How much will DeepSeek V4 cost?

DeepSeek V4 has not launched as of April 13, 2026. Multiple pricing trackers report a projected price of $0.30 per million input tokens and $0.50 per million output tokens, though DeepSeek has not published official pricing. Current DeepSeek V3.2 costs $0.28 input / $0.42 output per million tokens.

When will DeepSeek V4 be released?

DeepSeek V4 is expected to launch in late April 2026. Reuters reported on April 3 that it would ship 'within weeks.' A grayscale test interface appeared on April 8, 2026, per TechNode. There is no confirmed official release date.

How many parameters does DeepSeek V4 have?

DeepSeek V4 reportedly uses a Mixture-of-Experts architecture with approximately 1 trillion total parameters, but only around 37 billion parameters active per token - the same active-per-token count as DeepSeek V3.2 (which has 671 billion total parameters). This means inference costs stay similar despite the larger total model size.

Does DeepSeek V4 run on Nvidia chips?

No. DeepSeek V4 is reportedly trained on Huawei Ascend 910B and Cambricon MLU chips, with inference on Huawei Ascend 950PR. If confirmed, it would be the first frontier model built with no Nvidia hardware. DeepSeek V3 used Nvidia H800 chips.

[Saved data entries]
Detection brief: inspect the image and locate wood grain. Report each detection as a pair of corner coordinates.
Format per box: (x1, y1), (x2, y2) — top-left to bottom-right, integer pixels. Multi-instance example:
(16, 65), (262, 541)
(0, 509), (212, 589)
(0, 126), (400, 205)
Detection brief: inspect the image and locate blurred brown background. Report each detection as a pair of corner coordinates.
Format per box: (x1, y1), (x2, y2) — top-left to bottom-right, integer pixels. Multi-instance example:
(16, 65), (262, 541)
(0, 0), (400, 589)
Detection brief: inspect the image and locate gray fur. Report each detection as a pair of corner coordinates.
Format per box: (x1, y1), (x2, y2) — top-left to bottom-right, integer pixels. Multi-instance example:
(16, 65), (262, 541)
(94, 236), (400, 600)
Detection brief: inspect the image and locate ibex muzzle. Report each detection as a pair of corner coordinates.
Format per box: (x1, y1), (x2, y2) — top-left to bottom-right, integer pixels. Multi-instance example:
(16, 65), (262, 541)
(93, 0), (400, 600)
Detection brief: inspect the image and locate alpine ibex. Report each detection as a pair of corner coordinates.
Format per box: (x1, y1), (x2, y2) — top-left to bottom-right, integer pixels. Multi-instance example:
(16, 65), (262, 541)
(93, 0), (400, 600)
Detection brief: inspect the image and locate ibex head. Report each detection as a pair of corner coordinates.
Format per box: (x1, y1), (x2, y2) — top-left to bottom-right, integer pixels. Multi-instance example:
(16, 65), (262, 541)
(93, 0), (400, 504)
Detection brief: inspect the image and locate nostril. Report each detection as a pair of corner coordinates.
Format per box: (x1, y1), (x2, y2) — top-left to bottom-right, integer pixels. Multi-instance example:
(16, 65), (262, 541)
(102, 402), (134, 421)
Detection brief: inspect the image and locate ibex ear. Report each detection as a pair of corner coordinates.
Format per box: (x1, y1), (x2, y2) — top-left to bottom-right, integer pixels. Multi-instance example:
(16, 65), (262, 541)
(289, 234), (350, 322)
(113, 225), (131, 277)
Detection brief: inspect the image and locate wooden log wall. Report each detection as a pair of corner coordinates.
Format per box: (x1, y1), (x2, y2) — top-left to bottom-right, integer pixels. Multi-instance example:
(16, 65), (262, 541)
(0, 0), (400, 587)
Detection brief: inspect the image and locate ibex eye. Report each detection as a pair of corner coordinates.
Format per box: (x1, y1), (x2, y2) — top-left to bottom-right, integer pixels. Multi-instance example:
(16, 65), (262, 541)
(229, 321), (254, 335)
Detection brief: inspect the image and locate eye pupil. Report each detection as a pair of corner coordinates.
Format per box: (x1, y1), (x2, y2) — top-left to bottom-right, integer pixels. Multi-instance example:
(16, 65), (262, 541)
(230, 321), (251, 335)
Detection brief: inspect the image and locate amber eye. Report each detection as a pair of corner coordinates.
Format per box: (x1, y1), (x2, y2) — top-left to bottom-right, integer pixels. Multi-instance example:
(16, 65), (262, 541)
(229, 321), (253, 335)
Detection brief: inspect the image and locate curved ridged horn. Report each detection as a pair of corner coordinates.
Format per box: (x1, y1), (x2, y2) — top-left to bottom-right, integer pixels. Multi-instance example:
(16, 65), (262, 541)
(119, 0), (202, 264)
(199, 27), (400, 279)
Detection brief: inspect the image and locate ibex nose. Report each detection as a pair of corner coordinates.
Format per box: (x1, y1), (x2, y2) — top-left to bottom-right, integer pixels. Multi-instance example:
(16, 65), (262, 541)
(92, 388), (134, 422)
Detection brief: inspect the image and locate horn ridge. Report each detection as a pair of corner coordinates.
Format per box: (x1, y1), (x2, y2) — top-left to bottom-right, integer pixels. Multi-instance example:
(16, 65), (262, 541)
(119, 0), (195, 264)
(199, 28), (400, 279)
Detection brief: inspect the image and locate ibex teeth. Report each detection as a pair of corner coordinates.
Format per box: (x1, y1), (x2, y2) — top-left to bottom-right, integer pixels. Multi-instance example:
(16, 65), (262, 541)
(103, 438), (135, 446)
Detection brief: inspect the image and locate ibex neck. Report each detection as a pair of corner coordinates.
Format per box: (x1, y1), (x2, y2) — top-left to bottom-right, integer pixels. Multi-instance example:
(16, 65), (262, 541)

### Required work
Reproduce the entire text about DeepSeek V4 word for word.

### Output of the task
How much will DeepSeek V4 cost?

DeepSeek V4 has not launched as of April 13, 2026. Multiple pricing trackers report a projected price of $0.30 per million input tokens and $0.50 per million output tokens, though DeepSeek has not published official pricing. Current DeepSeek V3.2 costs $0.28 input / $0.42 output per million tokens.

When will DeepSeek V4 be released?

DeepSeek V4 is expected to launch in late April 2026. Reuters reported on April 3 that it would ship 'within weeks.' A grayscale test interface appeared on April 8, 2026, per TechNode. There is no confirmed official release date.

How many parameters does DeepSeek V4 have?

DeepSeek V4 reportedly uses a Mixture-of-Experts architecture with approximately 1 trillion total parameters, but only around 37 billion parameters active per token - the same active-per-token count as DeepSeek V3.2 (which has 671 billion total parameters). This means inference costs stay similar despite the larger total model size.

Does DeepSeek V4 run on Nvidia chips?

No. DeepSeek V4 is reportedly trained on Huawei Ascend 910B and Cambricon MLU chips, with inference on Huawei Ascend 950PR. If confirmed, it would be the first frontier model built with no Nvidia hardware. DeepSeek V3 used Nvidia H800 chips.